**Exercise instructions:** Convert every line of the records below into a numbered list, omitting blank lines. Leave the pictures out of the list.
### Information supplied ###
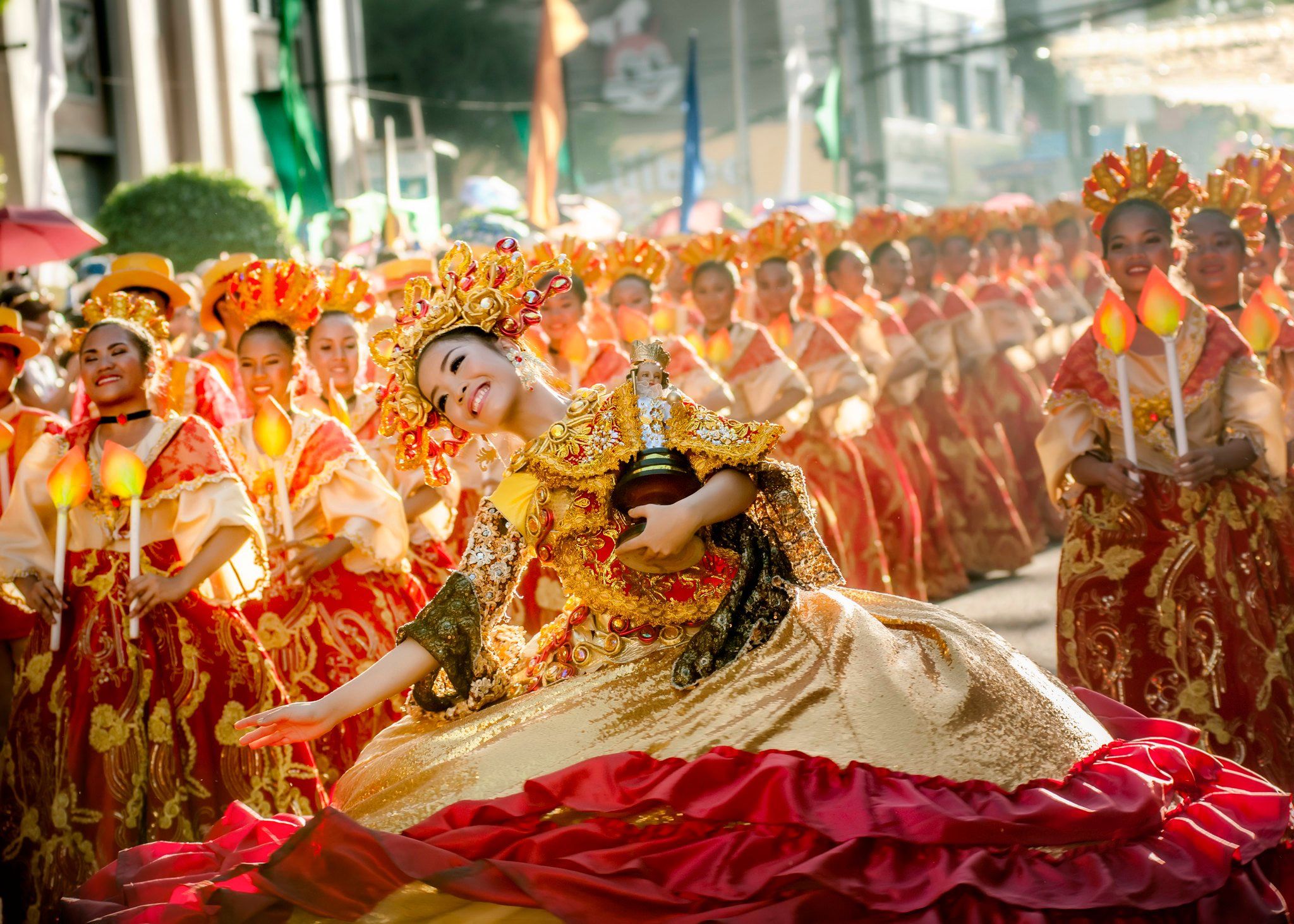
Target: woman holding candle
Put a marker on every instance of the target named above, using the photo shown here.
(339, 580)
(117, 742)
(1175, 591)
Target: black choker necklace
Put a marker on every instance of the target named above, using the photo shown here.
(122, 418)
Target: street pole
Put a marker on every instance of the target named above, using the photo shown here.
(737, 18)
###
**Solution for this exercise:**
1. Target: woman holding candle
2. Put a marker on every instance of the target named above, using the photo shown here.
3. (339, 580)
4. (117, 742)
5. (1175, 591)
6. Target: black choker necklace
7. Put a marker on every instance of the target named above, using the photo shown here.
8. (122, 418)
9. Target: street pole
10. Put a marker on every instance of the target named above, using the photo shown here.
11. (737, 18)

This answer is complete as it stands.